#### [Aufgabe 1]
Ersetzen Sie im Interviewausschnitt zur Anonymisierung „Behörde“ durch „Stelle“, und geben Sie dabei den Abschnitt von „Vokinger: Ja. Man“ bis einschließlich „das öffentliche Interesse.“ wieder.
#### [Aufgabe 2]
Wie hat sich die Anonymisierungsquote bei den Vergewaltigungsurteilen laut dem Interviewausschnitt zur Anonymisierung entwickelt?

#### [Vorliegender Text]
┄┄┄┄┄┄┄┄┄┄┄┄┄┄┄┄┄┄┄┄

Vokinger: Ja. Man muss sich schon fragen, ob es sinnvoll ist, dass die eine Behörde gewisse Sachverhalte publiziert und die andere es als notwendig erachtet, zu anonymisieren. Das Vorgehen des Bundesamts für Gesundheit ist für uns ein weiteres Indiz für das öffentliche Interesse.
Hat die Anonymisierung auch bei den Vergewaltigungsurteilen derart stark zugenommen?
Schneider: Bei diesen Urteilen blieb die Anonymisierungsquote relativ konstant. Sie war allerdings von Anfang an auf einem deutlich höheren Niveau als bei den Medikamentenpreisen. Eine leichte Zunahme an Anonymisierung konnten wir trotzdem feststellen. Es wird vermehrt darauf geachtet, dass fürs Verständnis nicht relevante, aber potenziell heikle Informationen im Text gar nicht erst auftauchen.

┄┄┄┄┄┄┄┄┄┄┄┄┄┄┄┄┄┄┄┄

#### [Einträge der Sammlung]
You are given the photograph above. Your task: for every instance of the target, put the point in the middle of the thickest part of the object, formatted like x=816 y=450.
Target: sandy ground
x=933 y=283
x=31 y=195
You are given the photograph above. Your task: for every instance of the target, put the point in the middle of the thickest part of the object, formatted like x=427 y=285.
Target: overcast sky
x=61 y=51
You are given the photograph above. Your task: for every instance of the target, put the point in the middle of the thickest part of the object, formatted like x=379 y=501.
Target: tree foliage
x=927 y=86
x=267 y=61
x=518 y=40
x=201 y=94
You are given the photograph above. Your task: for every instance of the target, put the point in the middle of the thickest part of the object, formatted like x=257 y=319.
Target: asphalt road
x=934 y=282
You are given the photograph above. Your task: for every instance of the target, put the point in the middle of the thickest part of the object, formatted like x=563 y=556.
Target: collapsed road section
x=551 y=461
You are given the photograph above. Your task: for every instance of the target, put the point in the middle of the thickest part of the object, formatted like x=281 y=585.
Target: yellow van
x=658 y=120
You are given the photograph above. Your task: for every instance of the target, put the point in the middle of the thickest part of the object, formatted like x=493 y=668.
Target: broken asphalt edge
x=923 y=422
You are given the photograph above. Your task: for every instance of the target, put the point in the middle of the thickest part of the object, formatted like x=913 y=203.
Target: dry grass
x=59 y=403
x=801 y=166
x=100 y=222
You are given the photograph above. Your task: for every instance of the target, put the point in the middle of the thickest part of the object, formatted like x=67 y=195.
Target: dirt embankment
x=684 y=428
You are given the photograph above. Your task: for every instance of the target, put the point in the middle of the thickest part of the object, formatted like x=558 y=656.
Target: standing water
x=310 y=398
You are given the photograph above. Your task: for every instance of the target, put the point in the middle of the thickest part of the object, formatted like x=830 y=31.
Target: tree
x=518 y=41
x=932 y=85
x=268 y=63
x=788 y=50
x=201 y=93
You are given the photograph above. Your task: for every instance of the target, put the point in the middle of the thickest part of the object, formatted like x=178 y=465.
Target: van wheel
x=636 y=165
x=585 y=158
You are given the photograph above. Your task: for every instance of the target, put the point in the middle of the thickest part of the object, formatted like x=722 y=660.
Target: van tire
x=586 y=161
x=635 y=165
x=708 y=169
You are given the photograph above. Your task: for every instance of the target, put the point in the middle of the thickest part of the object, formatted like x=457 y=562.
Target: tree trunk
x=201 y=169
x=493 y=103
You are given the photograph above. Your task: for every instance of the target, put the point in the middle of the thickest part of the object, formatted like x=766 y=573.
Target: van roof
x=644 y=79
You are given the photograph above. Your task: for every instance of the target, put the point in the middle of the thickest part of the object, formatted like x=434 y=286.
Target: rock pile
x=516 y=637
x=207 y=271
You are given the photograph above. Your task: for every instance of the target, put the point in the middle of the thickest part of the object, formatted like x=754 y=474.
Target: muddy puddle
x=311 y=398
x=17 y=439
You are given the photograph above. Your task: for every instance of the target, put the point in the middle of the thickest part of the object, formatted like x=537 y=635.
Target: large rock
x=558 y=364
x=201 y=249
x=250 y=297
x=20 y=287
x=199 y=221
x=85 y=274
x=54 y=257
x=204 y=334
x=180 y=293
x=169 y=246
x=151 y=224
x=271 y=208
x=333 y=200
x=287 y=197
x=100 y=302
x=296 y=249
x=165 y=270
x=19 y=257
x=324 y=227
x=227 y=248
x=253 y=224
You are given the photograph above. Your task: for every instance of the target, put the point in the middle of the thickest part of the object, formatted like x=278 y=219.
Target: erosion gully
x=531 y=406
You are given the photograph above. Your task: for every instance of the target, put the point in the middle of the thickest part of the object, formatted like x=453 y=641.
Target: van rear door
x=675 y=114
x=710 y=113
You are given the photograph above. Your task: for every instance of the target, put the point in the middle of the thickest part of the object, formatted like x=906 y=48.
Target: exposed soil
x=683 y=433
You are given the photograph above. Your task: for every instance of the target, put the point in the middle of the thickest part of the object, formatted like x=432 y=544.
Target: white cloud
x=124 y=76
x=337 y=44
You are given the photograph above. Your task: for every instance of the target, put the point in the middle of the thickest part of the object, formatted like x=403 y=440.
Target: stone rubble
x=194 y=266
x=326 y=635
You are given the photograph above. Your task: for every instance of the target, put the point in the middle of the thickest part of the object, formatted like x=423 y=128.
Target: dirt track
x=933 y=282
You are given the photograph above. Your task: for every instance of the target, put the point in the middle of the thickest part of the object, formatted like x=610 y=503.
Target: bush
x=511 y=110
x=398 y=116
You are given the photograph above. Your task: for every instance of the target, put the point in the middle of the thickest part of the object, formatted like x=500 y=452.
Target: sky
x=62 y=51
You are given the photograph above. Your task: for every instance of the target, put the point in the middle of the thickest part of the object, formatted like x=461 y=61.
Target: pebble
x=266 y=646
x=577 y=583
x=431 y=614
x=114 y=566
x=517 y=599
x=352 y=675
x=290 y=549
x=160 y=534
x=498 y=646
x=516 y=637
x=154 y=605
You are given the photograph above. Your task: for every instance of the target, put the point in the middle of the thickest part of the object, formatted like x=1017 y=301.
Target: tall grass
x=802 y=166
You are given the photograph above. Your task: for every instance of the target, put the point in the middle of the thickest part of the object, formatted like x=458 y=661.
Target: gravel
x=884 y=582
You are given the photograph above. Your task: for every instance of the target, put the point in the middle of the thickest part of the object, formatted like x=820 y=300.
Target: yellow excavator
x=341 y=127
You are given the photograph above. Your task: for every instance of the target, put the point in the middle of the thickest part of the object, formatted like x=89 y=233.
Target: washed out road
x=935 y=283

┄┄┄┄┄┄┄┄┄┄┄┄┄┄┄┄┄┄┄┄

#### [Lösung 1]
Vokinger: Ja. Man muss sich schon fragen, ob es sinnvoll ist, dass die eine Stelle gewisse Sachverhalte publiziert und die andere es als notwendig erachtet, zu anonymisieren. Das Vorgehen des Bundesamts für Gesundheit ist für uns ein weiteres Indiz für das öffentliche Interesse.

#### [Lösung 2]
Sie blieb relativ konstant, wobei dennoch eine leichte Zunahme festzustellen war.